WHAT TO PRODUCE: Could the records be returned exactly, with the pictures left out?

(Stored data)
=== Begin Enclosure ===

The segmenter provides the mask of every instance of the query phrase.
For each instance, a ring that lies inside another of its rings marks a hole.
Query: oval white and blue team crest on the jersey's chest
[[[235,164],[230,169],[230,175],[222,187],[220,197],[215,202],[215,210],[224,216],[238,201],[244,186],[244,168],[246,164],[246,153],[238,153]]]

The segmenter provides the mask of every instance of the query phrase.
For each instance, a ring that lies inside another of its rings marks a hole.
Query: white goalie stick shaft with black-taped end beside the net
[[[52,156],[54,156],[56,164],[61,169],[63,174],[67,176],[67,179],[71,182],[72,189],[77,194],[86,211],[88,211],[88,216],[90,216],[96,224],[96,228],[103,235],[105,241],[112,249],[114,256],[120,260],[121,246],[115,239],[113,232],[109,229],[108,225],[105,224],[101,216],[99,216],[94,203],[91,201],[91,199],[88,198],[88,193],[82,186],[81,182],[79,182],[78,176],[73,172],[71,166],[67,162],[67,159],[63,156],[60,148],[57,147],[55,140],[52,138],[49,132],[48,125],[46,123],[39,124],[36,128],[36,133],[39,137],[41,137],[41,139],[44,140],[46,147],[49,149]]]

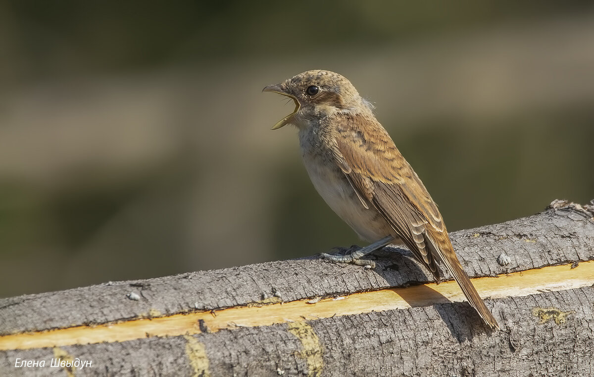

=== End Enclosure ===

EXERCISE OUTPUT:
The segmenter provides the mask of every instance of the query phrase.
For each instance, a ring that lies inside another of its rings marks a hole.
Query: oval white and blue team crest on the jersey's chest
[[[235,164],[230,169],[230,175],[222,187],[220,197],[215,202],[215,210],[224,216],[238,201],[244,186],[244,168],[246,164],[246,153],[238,153]]]

The segmenter provides the mask of every instance of the query phrase.
For each instance, a ring that lies inside another of its rings marks a hole.
Query: white goalie stick shaft with black-taped end beside the net
[[[52,156],[54,156],[56,164],[61,169],[63,174],[67,176],[67,179],[71,182],[72,189],[77,194],[86,211],[88,211],[88,216],[90,216],[96,224],[96,228],[103,235],[105,241],[112,249],[114,256],[120,260],[121,246],[115,239],[113,232],[109,229],[108,225],[105,224],[101,216],[99,216],[94,203],[91,201],[91,199],[88,198],[88,193],[82,186],[81,182],[79,182],[78,176],[73,172],[71,166],[67,162],[67,159],[63,156],[60,148],[57,147],[55,140],[52,138],[49,132],[48,125],[46,123],[39,124],[36,128],[36,133],[39,137],[41,137],[41,139],[44,140],[46,147],[49,149]]]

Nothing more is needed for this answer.